**Material:**
============================================================

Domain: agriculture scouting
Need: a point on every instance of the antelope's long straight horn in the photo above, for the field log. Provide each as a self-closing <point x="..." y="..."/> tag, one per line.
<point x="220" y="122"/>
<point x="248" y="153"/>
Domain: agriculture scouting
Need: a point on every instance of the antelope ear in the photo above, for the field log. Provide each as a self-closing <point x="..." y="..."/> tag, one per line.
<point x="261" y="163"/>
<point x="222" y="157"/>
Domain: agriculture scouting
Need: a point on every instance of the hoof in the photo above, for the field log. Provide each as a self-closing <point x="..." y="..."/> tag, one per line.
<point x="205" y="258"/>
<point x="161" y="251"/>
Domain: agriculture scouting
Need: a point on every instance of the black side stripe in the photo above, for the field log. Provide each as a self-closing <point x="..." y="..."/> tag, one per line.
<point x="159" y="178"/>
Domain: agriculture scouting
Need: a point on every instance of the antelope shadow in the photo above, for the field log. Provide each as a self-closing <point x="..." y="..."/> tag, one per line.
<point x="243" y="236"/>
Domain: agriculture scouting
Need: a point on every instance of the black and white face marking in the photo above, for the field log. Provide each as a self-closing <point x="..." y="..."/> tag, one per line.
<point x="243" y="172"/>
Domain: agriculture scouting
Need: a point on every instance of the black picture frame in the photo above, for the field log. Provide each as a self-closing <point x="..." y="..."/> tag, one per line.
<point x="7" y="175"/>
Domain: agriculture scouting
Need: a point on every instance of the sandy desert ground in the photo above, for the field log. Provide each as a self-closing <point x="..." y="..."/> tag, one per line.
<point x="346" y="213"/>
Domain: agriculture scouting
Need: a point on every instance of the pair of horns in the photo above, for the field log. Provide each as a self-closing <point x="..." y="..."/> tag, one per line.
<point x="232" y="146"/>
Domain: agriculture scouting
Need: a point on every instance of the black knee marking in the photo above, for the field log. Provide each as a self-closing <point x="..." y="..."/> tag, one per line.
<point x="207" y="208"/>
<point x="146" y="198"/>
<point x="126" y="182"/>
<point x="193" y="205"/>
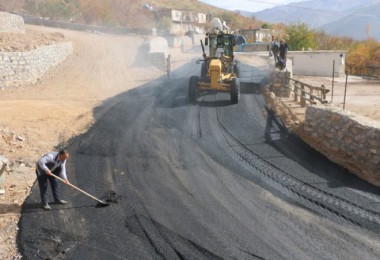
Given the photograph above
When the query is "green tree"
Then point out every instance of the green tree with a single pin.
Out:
(300, 36)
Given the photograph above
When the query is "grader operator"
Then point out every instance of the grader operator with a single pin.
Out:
(219, 69)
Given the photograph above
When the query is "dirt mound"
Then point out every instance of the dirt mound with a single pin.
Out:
(12, 42)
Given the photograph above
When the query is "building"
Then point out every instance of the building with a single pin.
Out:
(256, 35)
(179, 22)
(318, 63)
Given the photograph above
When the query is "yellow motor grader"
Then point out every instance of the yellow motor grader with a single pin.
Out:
(219, 69)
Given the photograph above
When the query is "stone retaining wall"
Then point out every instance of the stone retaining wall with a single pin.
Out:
(21, 68)
(350, 140)
(11, 23)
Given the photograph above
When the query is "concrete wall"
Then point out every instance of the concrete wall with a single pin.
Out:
(279, 83)
(11, 23)
(350, 140)
(317, 63)
(20, 68)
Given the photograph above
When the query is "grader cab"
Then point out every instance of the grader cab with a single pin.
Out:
(219, 69)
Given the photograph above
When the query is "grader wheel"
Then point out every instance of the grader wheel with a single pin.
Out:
(235, 91)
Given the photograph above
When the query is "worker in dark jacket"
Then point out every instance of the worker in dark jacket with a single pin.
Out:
(51, 163)
(283, 51)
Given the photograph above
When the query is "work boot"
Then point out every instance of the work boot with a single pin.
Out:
(46, 206)
(61, 202)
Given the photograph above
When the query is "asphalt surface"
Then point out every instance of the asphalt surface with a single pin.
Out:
(204, 181)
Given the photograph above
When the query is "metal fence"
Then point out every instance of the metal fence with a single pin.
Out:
(304, 92)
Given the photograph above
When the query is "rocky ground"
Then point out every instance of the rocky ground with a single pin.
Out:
(10, 42)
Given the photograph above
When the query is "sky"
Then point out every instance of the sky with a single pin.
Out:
(248, 5)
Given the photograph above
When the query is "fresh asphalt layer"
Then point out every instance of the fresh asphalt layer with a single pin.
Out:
(200, 181)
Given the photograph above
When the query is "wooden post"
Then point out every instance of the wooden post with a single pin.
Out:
(296, 91)
(303, 101)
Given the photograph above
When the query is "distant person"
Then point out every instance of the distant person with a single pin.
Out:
(49, 164)
(283, 51)
(275, 50)
(168, 69)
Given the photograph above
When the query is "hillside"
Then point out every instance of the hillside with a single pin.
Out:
(125, 13)
(314, 13)
(360, 25)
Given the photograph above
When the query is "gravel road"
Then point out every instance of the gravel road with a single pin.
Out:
(205, 181)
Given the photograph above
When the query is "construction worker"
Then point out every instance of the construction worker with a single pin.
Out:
(49, 164)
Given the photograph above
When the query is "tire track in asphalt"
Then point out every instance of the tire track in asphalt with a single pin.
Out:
(312, 197)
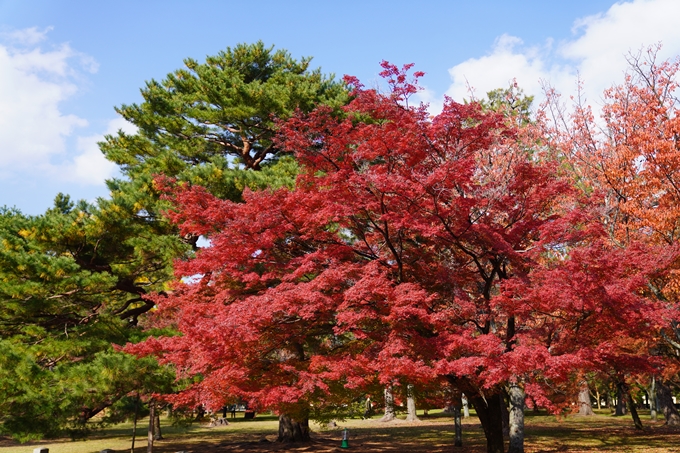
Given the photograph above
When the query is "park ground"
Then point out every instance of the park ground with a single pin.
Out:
(601, 433)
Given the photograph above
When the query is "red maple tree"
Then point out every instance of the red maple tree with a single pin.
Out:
(413, 248)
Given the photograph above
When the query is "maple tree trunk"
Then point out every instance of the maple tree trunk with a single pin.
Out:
(631, 405)
(505, 416)
(292, 430)
(466, 406)
(491, 416)
(389, 406)
(150, 432)
(620, 401)
(456, 406)
(411, 415)
(134, 424)
(597, 397)
(516, 418)
(665, 404)
(651, 396)
(157, 434)
(585, 406)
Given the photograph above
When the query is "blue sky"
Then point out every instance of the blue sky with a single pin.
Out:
(65, 65)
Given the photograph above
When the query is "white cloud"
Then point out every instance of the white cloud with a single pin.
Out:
(596, 53)
(34, 129)
(90, 166)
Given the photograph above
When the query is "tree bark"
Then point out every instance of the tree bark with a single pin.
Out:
(292, 430)
(666, 407)
(411, 415)
(620, 401)
(456, 406)
(466, 406)
(505, 415)
(516, 418)
(157, 434)
(134, 425)
(490, 415)
(651, 396)
(585, 406)
(150, 432)
(390, 414)
(631, 405)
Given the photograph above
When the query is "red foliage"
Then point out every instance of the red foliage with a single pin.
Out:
(411, 249)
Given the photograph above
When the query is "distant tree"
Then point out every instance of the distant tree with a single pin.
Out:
(412, 249)
(72, 283)
(631, 156)
(214, 124)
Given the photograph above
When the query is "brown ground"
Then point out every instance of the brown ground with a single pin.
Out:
(605, 435)
(545, 434)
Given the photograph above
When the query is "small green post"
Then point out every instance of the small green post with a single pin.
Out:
(345, 439)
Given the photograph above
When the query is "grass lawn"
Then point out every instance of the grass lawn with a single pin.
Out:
(601, 433)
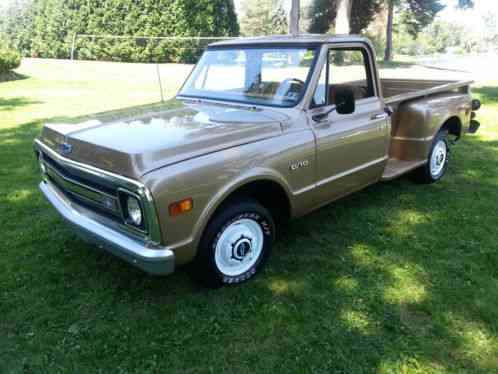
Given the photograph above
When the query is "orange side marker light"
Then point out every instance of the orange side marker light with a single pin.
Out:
(180, 207)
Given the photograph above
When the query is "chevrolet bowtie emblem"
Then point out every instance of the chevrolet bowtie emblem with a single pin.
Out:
(65, 148)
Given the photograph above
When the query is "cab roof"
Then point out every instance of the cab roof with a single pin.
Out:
(290, 39)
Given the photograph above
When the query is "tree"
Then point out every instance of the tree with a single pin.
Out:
(343, 16)
(263, 17)
(354, 16)
(279, 22)
(52, 23)
(418, 14)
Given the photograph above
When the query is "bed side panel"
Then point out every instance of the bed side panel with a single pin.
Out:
(416, 122)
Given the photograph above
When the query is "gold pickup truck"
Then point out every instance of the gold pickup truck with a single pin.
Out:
(269, 129)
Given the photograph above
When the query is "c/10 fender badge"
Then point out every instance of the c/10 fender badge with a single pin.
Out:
(299, 164)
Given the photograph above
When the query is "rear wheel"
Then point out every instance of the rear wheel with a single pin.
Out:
(437, 161)
(235, 244)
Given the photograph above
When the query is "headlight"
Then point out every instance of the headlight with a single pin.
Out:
(134, 211)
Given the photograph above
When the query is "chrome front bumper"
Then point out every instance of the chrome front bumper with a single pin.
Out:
(152, 259)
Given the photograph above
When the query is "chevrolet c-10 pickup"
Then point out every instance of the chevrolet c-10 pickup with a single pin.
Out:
(268, 129)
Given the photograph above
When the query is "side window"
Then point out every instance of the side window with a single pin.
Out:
(347, 69)
(319, 98)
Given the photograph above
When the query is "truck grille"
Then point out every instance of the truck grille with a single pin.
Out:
(83, 189)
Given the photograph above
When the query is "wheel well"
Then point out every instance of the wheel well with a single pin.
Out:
(453, 126)
(269, 194)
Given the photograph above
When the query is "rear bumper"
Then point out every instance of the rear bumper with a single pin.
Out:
(152, 259)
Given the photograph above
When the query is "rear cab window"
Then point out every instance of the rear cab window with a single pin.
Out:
(345, 68)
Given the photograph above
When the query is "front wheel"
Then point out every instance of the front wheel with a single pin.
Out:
(437, 162)
(235, 244)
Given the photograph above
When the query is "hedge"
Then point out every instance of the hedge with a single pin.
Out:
(9, 60)
(45, 28)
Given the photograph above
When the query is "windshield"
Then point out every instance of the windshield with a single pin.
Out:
(267, 76)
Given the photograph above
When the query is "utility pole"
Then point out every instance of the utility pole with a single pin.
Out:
(294, 18)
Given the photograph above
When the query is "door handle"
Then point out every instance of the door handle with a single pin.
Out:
(379, 116)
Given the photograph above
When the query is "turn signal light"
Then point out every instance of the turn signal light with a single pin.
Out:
(180, 207)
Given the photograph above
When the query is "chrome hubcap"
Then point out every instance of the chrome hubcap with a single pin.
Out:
(239, 247)
(438, 158)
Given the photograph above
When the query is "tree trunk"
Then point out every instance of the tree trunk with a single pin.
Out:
(343, 17)
(294, 18)
(388, 55)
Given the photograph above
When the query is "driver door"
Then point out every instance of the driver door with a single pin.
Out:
(351, 148)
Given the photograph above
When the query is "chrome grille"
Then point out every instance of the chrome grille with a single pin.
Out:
(83, 191)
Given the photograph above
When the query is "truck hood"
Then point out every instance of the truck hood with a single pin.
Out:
(135, 146)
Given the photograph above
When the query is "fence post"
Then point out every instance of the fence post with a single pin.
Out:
(160, 84)
(72, 46)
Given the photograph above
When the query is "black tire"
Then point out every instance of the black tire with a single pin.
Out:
(425, 174)
(204, 267)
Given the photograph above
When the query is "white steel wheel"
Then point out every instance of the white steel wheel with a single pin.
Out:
(239, 247)
(438, 158)
(235, 244)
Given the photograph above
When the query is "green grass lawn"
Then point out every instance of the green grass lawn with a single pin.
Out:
(397, 278)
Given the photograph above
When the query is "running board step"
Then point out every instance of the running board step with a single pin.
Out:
(395, 168)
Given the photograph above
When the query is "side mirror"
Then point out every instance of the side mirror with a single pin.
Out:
(344, 104)
(345, 101)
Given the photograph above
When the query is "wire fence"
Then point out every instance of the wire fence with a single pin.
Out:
(153, 50)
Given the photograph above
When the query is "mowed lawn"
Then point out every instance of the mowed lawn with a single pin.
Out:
(397, 278)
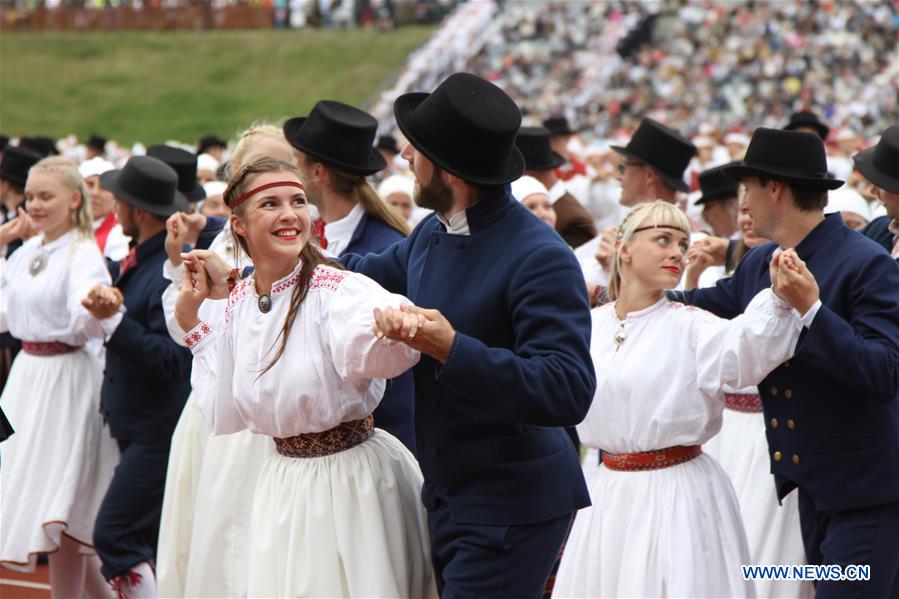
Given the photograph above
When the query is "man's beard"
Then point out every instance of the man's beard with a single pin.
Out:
(435, 195)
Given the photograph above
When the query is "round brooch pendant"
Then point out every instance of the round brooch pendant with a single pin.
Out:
(38, 264)
(265, 303)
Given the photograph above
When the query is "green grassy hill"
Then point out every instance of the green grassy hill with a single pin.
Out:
(153, 86)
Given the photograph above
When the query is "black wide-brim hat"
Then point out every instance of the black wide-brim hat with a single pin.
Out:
(467, 127)
(794, 157)
(16, 162)
(340, 135)
(715, 185)
(210, 141)
(880, 164)
(664, 150)
(804, 118)
(536, 147)
(185, 165)
(146, 183)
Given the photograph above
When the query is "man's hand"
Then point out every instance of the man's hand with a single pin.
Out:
(102, 301)
(794, 282)
(213, 267)
(427, 331)
(176, 237)
(18, 228)
(606, 249)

============================================================

Which lines of the material above contain the word "jacket"? Copy each of them out in full.

When the query is "worker in dark jacket"
Then point out every instance of the worker in dark jacket with a single pin.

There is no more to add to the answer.